**Problem to work on:** Retype the listing below word for word, starting with the line that contains "In this exercise you will mark the grassy" and continuing to the end of the listing, with both ends included. Omit the pictures.

※

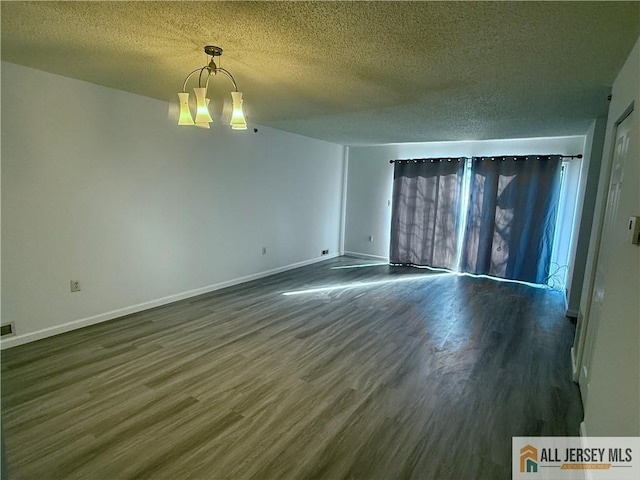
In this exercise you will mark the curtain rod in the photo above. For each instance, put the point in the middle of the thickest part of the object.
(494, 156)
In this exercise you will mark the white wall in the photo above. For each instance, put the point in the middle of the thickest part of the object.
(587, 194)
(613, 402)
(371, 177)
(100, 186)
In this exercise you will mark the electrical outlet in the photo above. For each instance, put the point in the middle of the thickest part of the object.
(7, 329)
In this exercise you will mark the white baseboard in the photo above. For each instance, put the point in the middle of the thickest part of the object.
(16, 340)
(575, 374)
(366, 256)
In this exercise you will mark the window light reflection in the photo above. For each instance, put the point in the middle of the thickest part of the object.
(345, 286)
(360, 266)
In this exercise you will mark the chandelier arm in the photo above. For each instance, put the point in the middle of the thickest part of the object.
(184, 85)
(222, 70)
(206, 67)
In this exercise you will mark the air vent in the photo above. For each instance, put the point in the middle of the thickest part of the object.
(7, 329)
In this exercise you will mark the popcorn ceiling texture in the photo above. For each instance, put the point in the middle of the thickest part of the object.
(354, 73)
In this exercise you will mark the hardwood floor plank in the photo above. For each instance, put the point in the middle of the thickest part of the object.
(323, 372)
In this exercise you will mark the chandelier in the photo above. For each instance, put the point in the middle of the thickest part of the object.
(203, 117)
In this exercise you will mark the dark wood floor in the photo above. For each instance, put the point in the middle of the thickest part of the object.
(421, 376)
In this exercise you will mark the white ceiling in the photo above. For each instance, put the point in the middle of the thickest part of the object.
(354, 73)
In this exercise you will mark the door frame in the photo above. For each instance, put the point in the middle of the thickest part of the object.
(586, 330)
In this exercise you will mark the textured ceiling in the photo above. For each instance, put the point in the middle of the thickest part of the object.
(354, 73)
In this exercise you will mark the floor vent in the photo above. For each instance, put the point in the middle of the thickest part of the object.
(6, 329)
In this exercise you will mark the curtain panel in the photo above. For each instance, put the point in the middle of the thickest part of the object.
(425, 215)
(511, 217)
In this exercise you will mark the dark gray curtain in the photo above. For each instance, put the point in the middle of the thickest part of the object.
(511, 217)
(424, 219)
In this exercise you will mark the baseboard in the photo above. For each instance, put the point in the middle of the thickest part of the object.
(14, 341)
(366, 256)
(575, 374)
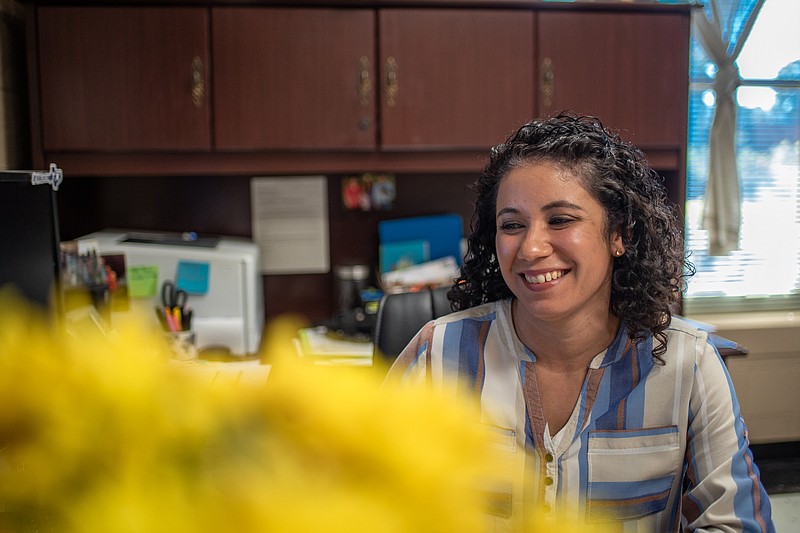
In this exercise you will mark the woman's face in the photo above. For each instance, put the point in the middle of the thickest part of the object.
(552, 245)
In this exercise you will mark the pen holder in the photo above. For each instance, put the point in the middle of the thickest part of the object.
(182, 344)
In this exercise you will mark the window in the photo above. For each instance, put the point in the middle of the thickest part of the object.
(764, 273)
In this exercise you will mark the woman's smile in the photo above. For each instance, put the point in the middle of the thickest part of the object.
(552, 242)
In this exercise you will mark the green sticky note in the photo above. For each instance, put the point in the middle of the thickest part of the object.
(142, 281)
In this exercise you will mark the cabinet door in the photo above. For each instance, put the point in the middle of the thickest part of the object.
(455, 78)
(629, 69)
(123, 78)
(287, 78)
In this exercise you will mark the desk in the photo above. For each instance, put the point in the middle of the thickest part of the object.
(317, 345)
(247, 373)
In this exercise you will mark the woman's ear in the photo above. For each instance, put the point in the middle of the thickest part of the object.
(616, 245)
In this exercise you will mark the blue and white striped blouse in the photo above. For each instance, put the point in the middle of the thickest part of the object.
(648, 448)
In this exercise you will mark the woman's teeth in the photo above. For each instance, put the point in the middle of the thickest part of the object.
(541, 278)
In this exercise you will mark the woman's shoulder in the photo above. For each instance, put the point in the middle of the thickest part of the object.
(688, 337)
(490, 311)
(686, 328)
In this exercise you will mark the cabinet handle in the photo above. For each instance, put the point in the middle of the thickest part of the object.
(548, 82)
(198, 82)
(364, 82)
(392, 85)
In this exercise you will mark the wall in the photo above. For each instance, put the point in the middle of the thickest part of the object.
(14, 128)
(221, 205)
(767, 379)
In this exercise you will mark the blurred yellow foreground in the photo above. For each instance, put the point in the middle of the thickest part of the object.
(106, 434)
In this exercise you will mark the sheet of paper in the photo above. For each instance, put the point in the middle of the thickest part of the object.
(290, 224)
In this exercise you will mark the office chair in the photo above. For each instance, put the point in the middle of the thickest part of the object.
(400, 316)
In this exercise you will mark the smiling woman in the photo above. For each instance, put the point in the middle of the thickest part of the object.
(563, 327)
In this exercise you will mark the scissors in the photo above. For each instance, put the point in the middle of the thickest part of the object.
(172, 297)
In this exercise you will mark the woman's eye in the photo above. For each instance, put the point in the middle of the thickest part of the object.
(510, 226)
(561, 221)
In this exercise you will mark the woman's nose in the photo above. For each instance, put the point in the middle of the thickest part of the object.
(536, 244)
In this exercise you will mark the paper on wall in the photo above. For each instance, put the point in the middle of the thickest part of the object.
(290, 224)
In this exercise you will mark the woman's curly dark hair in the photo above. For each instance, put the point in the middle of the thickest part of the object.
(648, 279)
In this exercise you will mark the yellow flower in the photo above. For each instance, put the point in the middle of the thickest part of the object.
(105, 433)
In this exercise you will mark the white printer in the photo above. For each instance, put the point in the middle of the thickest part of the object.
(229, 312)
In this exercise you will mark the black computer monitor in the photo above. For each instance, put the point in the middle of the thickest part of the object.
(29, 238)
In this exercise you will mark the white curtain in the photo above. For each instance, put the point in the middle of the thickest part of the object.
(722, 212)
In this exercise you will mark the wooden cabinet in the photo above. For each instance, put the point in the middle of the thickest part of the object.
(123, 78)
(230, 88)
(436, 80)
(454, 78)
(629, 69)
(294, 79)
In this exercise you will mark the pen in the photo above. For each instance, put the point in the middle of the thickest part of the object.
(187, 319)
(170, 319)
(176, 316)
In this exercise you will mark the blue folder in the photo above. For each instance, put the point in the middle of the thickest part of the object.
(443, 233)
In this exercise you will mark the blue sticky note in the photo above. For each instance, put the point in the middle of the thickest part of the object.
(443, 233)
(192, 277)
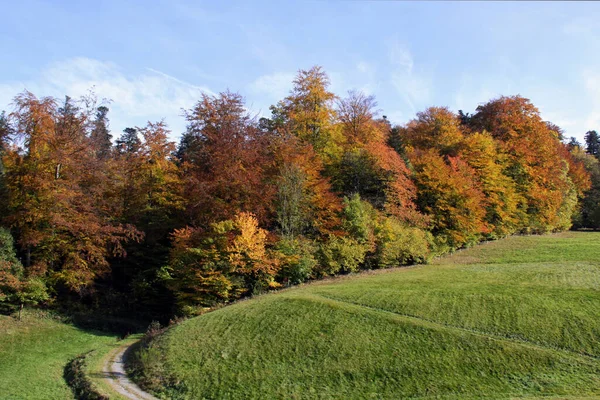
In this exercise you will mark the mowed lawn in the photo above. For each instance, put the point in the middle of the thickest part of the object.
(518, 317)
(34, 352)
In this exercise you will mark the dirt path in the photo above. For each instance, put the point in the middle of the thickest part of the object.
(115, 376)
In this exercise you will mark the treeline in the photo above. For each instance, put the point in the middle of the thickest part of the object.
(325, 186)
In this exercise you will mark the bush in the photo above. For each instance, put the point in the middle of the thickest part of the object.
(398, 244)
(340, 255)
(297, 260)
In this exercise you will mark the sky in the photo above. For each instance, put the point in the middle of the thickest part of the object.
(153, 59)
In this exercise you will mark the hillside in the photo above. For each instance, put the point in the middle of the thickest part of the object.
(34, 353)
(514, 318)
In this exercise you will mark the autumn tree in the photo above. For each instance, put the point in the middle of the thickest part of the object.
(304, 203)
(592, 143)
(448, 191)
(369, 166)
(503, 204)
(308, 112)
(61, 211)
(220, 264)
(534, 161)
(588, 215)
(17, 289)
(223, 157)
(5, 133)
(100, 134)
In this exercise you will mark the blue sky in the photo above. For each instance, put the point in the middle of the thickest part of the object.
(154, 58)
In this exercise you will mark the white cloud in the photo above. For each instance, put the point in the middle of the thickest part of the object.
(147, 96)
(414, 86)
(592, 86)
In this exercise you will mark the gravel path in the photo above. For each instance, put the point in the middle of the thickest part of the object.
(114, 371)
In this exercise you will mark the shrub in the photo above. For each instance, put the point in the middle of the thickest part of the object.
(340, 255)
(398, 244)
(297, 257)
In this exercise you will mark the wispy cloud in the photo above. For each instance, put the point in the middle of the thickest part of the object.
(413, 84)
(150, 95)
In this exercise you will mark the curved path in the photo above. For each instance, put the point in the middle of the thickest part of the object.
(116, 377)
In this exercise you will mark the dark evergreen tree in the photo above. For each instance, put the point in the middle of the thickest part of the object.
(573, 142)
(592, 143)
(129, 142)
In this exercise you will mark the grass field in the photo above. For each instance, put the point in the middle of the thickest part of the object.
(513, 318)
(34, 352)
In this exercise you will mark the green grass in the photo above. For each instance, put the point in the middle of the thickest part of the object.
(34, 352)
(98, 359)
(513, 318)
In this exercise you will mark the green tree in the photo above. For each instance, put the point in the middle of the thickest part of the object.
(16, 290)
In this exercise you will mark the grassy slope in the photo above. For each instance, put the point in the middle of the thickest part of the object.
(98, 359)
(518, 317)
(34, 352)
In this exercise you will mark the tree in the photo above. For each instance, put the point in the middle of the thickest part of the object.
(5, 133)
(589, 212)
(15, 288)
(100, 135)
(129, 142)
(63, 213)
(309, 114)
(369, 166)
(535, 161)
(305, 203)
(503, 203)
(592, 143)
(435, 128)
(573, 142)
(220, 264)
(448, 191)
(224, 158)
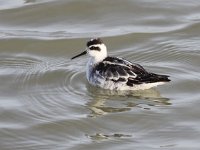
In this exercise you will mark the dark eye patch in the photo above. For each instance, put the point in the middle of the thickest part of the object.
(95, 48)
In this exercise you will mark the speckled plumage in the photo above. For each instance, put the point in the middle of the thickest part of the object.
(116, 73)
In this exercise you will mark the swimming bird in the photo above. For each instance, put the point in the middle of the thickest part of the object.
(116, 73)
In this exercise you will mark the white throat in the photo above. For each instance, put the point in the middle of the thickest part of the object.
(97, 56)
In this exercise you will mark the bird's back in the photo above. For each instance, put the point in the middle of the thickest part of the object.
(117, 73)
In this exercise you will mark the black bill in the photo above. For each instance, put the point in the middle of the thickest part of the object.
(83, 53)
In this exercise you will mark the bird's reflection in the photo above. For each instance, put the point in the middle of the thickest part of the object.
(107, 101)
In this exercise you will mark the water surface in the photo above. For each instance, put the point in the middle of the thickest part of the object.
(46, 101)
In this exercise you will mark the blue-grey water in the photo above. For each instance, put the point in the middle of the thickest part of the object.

※

**Reply:**
In this exercise you will mark the grassy slope in the photo above. For each instance, put the point in the middle of the thickest part of the object.
(98, 359)
(518, 317)
(34, 352)
In this exercise you will mark the tree in the photo above. For each instance, put the point in the middle of the thickest part of the object.
(5, 133)
(589, 212)
(15, 288)
(100, 135)
(129, 142)
(63, 213)
(309, 114)
(369, 166)
(535, 161)
(305, 203)
(503, 203)
(592, 143)
(435, 128)
(573, 142)
(220, 264)
(448, 191)
(224, 158)
In this exercise you will mark the dark eye patch in the photo above. For each instance, put the point in the middle of the thickest part of the object.
(95, 48)
In this exercise you will mark the speckled plumage in the photo above. For each instance, put the point in the middle of the thickest part of the object.
(116, 73)
In this exercise you will mark the swimming bird in the photo above. For each instance, put the point in the middle of the thickest part of the object.
(116, 73)
In this exercise you will mark the white throat in the photo above. For each instance, put the point in the middle of the thickest part of the object.
(97, 56)
In this exercise you will mark the bird's back in the photo above. For each instance, put the point in the middle of the thickest part of the object.
(117, 73)
In this exercise you will mark the black bill in the photo above. For each instance, put the point in the middle of the thickest part of the object.
(83, 53)
In this exercise you will mark the bird's reflection in the photo above. For each instance, put the point in the middle of the thickest part of the object.
(107, 101)
In this exercise you will mark the water surface in the photo above. For each instance, put the point in the middle of the thickest part of the object.
(46, 101)
In this exercise you will mark the blue-grey water in the photo above. For each instance, put the point in the middle of the thickest part of the object.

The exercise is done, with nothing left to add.